- **Provided data**
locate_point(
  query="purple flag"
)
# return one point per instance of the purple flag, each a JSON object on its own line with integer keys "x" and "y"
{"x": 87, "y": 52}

- **Requirement**
When you write out the listing, keep every line exactly as it is above.

- **Answer to this problem**
locate_point(
  query="purple flag"
)
# return one point per instance of the purple flag, each a JSON object on its own line with integer keys "x" and "y"
{"x": 87, "y": 52}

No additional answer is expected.